Instruction: Make an exact copy of the listing below.
>>
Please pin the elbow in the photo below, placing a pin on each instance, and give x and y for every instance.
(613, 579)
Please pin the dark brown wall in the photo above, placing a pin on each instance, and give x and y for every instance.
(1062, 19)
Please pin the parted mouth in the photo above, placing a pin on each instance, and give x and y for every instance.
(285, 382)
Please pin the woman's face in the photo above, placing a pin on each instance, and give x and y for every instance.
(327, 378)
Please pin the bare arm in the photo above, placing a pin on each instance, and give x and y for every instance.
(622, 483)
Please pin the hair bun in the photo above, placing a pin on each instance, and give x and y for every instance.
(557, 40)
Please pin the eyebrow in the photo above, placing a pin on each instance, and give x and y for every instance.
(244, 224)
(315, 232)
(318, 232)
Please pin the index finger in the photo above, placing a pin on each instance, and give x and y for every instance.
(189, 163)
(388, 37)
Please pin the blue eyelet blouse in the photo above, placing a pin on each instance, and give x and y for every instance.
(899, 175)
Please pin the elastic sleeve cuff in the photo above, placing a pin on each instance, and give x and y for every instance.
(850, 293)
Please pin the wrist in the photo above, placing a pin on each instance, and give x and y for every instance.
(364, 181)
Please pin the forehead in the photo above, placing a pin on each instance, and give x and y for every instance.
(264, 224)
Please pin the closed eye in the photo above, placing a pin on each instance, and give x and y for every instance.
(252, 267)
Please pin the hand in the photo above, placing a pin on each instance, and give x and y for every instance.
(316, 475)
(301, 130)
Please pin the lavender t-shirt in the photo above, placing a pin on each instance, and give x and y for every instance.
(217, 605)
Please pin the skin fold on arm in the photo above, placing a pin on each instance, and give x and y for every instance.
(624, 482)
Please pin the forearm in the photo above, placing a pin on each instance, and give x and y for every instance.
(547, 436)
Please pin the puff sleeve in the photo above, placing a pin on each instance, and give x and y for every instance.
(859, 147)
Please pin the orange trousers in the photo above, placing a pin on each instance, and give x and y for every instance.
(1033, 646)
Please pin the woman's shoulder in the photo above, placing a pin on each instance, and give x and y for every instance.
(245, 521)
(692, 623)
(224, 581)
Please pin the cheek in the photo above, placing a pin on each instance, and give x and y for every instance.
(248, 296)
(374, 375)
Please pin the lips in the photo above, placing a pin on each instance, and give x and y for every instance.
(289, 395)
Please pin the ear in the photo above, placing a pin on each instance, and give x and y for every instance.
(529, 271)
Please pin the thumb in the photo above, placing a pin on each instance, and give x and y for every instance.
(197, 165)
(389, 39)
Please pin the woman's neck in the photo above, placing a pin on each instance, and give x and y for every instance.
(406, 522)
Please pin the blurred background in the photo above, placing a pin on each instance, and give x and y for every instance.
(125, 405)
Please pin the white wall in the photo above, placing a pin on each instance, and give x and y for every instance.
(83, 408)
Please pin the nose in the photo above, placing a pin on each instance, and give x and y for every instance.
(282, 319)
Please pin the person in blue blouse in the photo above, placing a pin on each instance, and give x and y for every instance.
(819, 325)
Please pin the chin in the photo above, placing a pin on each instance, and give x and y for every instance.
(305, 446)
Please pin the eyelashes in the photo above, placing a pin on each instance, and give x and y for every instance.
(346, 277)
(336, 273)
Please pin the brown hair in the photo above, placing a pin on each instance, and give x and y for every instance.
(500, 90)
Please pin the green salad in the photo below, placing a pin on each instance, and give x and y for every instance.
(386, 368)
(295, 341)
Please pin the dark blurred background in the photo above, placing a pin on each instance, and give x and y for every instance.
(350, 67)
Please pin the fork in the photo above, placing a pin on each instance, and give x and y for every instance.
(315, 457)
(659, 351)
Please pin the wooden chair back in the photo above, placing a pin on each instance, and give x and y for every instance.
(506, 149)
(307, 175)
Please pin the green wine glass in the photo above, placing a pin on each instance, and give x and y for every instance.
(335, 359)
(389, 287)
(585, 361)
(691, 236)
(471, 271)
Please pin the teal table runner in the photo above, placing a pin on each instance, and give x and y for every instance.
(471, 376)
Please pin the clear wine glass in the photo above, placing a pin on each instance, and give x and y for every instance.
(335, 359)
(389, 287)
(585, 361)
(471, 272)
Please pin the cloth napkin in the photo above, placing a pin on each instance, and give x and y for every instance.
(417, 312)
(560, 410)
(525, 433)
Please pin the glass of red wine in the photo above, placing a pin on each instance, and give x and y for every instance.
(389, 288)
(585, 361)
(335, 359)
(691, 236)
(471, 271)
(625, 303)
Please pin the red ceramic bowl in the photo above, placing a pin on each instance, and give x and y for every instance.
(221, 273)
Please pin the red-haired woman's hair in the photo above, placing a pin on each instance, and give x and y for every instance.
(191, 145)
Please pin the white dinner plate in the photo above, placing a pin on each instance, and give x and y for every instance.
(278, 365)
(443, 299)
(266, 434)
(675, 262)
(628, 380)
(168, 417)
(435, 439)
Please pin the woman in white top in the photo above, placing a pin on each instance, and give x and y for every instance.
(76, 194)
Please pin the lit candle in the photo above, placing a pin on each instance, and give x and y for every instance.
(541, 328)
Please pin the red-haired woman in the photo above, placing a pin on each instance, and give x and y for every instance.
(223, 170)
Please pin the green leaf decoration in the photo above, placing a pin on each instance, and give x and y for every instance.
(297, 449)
<<
Answer to this task:
Please pin the elbow in the photo below, placing a pin on each instance, and give x and y for every instance.
(613, 579)
Please pin the dark brown wall in the photo above, placing a pin on each instance, and give x and y for every instance.
(1062, 19)
Please pin the parted mouth in the photo above, placing a pin on each instance, and give x and y for every instance.
(285, 382)
Please pin the woman's face in the photo above, placing a pin on each instance, and give x and y for every instance.
(327, 378)
Please pin the bare arm in the photo above, placing a pin on each instance, and give x and y for every instance.
(622, 483)
Please pin the hair bun in the photo above, placing a pin on each instance, and give x and y for every instance.
(557, 40)
Please pin the eyebrow in the photo above, placing a pin on each instance, and give x and y for every instance.
(244, 224)
(315, 232)
(318, 232)
Please pin the index finger in the photo above, placing a pin on each instance, and give x and y for every instance.
(189, 163)
(388, 37)
Please pin the blue eyelet blouse in the photo above, placing a pin on each instance, and give x and y for every instance.
(899, 175)
Please pin the elastic sleeve cuff in the photo above, placing a pin on each instance, and give x and y for every instance.
(850, 293)
Please pin the wrist in the photo above, placing a pin on each instance, and give x and y for every instance.
(364, 181)
Please pin the forehead in the photo above, placing a pin on each instance, and give x and y for every instance.
(264, 224)
Please pin the closed eye in the photo above, placing a pin on each instance, and give x and y for every instance.
(252, 267)
Please pin the hand in the photo above, placing a pin on each instance, and give x and y for every instance.
(316, 475)
(301, 130)
Please pin the lavender t-shirt in the photo above, placing a pin on each instance, and give x and y for every instance.
(217, 605)
Please pin the skin fold on arm in the photo above, placing a pin on each instance, and give x and y for every instance.
(624, 482)
Please pin the forearm in the photo above, placing a pin on each instance, and give x and y for every instance.
(547, 436)
Please pin the puff sleeve in the photo above, placing a pin on each instance, and give x and y for every instance.
(859, 147)
Please pin the orange trousers in the photo above, placing a pin on each instance, and give x and y for every instance.
(1033, 646)
Please pin the woman's shoulder in the photo above, placing a pin on each instance, and give x and y for every instance.
(245, 521)
(692, 623)
(224, 581)
Please pin the cheek in the photo above, placing a pin on each instance, and give x and y for every instance.
(248, 296)
(374, 375)
Please pin the lips in the photo above, placing a pin on each instance, and give x and y for every instance.
(289, 395)
Please pin the ear in the photo above, placing a pin on each instance, and give x and y for every instance.
(529, 271)
Please pin the thumb in the photo above, placing a pin on each instance, and give x and y for every instance.
(197, 165)
(389, 39)
Please pin the woman's neck in the photo above, placing a pin on each instance, and give x and y for every instance.
(406, 522)
Please pin the blurred background in the photo above, placing a pin on each instance, and give x and y for every instance.
(125, 405)
Please pin the white wall in the photo above, placing a pin on each instance, and give x and y for every instance.
(83, 408)
Please pin the nose in the photo above, placing a pin on each instance, and give x and y for every instance.
(282, 319)
Please pin the person in blue blouse in the photo above, placing a pin on each instance, and give x and y for every instance.
(819, 325)
Please pin the chin in the photo above, placing a pin on each instance, and give x and y for every instance.
(305, 446)
Please pin the eyelashes in the photo above, placing a pin on each instance, and give x and y for every instance.
(346, 277)
(336, 273)
Please pin the brown hair in the photo above, placing a pin on each instance, and give x and y for every instance.
(500, 90)
Please pin the green salad in the photo below, placing a pin on each instance, and give x and y for every instance.
(386, 368)
(295, 341)
Please pin the dark blurred background in the photo above, placing a pin on each instance, and give x and y for every instance.
(350, 67)
Please pin the fork in the photo above, placing a pin on each instance, and give x and y for every instance.
(315, 457)
(659, 351)
Please pin the wooden chair back in the photo above, placing a pin on each instance, and give x and y for every instance.
(506, 149)
(307, 175)
Please pin the green wine glass in the photo above, placing a pin on each instance, and give x and y for every instance.
(335, 359)
(389, 287)
(585, 361)
(691, 236)
(471, 271)
Please pin the teal table runner in the photo above, placing a pin on each instance, and give x and y for every instance.
(471, 376)
Please pin the clear wine glass in the photo above, placing a pin on each instance, and give x and y for every instance.
(335, 359)
(389, 287)
(585, 361)
(471, 272)
Please pin the cloth napkin in the photo above, placing a pin on each instance, and give x and y for every instance.
(417, 312)
(560, 410)
(525, 433)
Please pin the glass of red wine in the photo above, placing a pin on each instance, and give x and y for every instance.
(389, 288)
(585, 361)
(335, 359)
(691, 236)
(471, 271)
(625, 303)
Please pin the red ceramic bowl in the photo above, placing a pin on each instance, and give x and y for every instance.
(221, 273)
Please pin the red-haired woman's hair in the photo above, placing a pin on each instance, and give x and y for every instance.
(191, 145)
Please pin the white dinner plate in the photo above, placing a pin on each instance, and give x and y for every instance.
(278, 365)
(443, 299)
(266, 434)
(675, 262)
(628, 380)
(168, 417)
(435, 439)
Please pin the woman in white top in the photo above, placing a pin on each instance, and give x and y for every instance.
(76, 194)
Please pin the lit candle in the photo above, placing a pin on each instance, and give x and y for every instance.
(541, 328)
Please pin the red-haired woman in the photo above, placing a pin on each instance, and give x and y for every instance.
(223, 170)
Please pin the green leaf decoration in the photo above, placing a pin on each instance, and give x and y for every instance.
(297, 449)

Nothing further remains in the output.